Several important tasks need to be performed early in the life of a startup to ensure legal safety.

By Yaima Seigley


Driven by the fearless entrepreneurial spirit and relentless innovation of Ohio natives and transplants alike, Columbus is emerging as one of the nation's fastest growing cities for startup businesses. As both a law student and a lawyer, I have worked with several startups and acquired a unique purview into the environments within which they are formed. As a silent observer of startup pitches, I have witnessed the infectious excitement generated by the collective exchanges that occur at these meetings. I often struggle to silence the lawyer within and to simply enjoy the experience. Often, I engage in the same internal monologue: Are any of these startups legally organized? Do they know the pitfalls that await them if they are not? Is the legal community doing enough to help start-ups succeed?

Pitches are crucial to any startup's development. They connect start-ups with potential end-users and investors, providing invaluable feedback used to refine their inventions. In preparing for these pitches, a heavy focus is placed on presenting a "legitimate startup," and limited budgets are often devoted to websites, business cards and other promotional items and little thought is given to the introductory legal organization necessary to start a business. Without properly organizing their businesses, many startups risk damaging personal and business relationships as well as their brand.

Forming a Legal Entity
Before participating in public pitches, start-ups should consider forming a legal entity. The process of forming a legal entity is fairly straightforward and inexpensive. For an hour or two of billable legal time (or sometimes even for free at legal clinics), startups can get advice from lawyers about what legal structure works best for their business before forming a legal entity. In Ohio, fees for forming a legal entity (either a limited liability company or a corporation) cost less than $100. These expenses should be part of any startup's initial budget.

Without a legal entity, the personal assets of the founders may be at risk should the startup get sued. Establishing a legal entity not only protects the founders from financial ruin; it also helps present the startup as a viable business. Presenting the startup as an organized entity helps boost investor confidence and may create more opportunities to secure capital.

[Stored items from a collection]
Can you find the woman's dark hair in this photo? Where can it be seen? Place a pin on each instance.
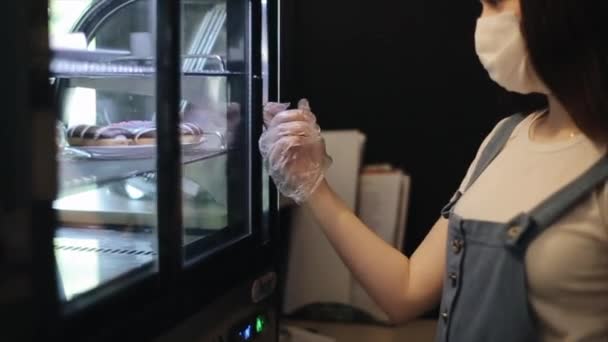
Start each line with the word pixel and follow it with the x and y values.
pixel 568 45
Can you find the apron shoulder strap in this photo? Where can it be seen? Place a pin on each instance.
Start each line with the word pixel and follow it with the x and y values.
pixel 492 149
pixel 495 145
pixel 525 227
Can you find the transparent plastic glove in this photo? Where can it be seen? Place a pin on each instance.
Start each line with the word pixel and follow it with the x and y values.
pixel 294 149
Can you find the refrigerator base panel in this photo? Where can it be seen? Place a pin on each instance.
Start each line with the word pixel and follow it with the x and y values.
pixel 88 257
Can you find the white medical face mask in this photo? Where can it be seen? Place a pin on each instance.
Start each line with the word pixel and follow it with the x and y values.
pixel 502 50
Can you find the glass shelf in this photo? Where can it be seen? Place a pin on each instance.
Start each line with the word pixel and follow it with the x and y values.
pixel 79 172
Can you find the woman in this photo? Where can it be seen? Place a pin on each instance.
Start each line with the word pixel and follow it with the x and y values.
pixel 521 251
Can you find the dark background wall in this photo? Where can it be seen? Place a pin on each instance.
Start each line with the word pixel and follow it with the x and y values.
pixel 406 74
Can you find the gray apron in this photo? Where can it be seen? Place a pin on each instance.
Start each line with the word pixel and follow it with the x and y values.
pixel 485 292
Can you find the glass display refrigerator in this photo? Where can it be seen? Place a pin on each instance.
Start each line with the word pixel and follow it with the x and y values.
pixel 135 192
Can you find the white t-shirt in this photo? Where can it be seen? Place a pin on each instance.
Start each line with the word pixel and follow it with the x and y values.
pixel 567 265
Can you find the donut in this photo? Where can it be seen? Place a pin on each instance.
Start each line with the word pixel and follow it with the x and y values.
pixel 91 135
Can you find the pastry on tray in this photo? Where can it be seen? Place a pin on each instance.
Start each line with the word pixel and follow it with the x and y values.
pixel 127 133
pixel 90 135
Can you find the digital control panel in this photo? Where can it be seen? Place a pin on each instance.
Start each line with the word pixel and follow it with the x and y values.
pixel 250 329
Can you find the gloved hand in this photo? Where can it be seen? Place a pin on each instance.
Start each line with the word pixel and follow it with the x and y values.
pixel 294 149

--

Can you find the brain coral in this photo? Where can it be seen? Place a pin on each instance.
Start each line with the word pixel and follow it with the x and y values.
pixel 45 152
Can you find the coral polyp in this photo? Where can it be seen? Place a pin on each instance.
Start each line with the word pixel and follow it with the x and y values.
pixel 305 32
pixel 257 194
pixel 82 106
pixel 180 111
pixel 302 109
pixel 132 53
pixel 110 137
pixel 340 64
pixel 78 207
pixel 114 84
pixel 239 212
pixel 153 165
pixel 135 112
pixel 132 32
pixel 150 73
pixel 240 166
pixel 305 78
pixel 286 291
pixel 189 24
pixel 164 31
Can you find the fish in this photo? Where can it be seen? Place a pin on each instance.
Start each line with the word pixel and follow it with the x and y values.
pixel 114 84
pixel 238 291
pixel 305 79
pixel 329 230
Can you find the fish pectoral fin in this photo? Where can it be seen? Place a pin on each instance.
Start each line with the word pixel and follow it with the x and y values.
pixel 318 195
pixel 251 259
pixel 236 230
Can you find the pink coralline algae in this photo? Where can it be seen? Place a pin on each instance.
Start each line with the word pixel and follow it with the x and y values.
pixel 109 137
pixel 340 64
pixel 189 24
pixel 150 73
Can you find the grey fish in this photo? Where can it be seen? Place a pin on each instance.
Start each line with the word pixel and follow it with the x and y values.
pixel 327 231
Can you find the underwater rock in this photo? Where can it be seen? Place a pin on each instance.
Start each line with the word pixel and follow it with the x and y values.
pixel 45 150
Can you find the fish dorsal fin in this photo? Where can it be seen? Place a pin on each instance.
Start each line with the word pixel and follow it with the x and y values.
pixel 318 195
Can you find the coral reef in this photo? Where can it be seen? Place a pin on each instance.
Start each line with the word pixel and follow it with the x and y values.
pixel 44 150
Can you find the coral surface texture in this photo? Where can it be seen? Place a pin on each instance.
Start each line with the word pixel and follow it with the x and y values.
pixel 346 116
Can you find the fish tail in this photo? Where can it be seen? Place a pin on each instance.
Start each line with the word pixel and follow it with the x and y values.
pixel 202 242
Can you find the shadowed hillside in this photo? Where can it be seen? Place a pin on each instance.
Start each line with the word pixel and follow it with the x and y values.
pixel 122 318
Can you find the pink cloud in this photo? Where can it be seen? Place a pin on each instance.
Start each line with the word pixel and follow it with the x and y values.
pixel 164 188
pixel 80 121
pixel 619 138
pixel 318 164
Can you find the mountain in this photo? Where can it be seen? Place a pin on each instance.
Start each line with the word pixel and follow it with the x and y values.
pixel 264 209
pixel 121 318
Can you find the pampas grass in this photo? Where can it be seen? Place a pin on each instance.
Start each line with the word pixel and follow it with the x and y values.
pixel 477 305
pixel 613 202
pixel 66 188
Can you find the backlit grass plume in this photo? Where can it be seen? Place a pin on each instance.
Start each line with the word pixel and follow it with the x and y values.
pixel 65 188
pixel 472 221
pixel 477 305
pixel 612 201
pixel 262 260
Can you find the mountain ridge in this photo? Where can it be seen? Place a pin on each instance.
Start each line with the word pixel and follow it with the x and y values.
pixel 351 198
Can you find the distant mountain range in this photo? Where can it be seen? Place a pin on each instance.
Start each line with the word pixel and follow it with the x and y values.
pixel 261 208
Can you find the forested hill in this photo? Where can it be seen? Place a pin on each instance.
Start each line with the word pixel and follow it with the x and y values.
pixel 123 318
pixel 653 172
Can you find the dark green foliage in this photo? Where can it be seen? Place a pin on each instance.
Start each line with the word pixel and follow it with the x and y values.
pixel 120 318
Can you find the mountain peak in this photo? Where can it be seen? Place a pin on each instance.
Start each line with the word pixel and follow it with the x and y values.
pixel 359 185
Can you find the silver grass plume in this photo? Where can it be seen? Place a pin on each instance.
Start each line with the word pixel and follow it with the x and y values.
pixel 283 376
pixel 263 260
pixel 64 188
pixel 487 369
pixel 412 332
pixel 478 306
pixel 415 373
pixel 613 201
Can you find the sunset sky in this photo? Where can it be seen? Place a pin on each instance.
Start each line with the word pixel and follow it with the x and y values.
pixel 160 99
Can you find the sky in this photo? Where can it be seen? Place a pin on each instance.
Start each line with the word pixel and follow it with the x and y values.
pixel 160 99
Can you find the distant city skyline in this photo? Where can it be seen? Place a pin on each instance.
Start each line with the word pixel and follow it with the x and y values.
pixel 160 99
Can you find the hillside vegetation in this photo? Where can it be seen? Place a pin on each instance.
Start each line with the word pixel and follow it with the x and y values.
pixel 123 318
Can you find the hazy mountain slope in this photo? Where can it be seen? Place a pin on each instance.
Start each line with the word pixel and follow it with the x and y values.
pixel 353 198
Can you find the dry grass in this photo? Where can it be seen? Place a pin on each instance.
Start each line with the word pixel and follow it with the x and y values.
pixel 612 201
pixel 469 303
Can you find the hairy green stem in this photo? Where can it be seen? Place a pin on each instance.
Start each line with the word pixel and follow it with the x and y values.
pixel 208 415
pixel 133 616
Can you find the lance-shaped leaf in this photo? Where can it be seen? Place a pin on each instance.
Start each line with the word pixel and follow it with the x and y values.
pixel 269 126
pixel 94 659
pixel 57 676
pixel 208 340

• _DESCRIPTION OF THE TASK_
Translate this sentence from the text on startup legal organization into Spanish: "The process of forming a legal entity is fairly straightforward and inexpensive."

• _RESPONSE_
El proceso de constituir una entidad jurídica es bastante sencillo y económico.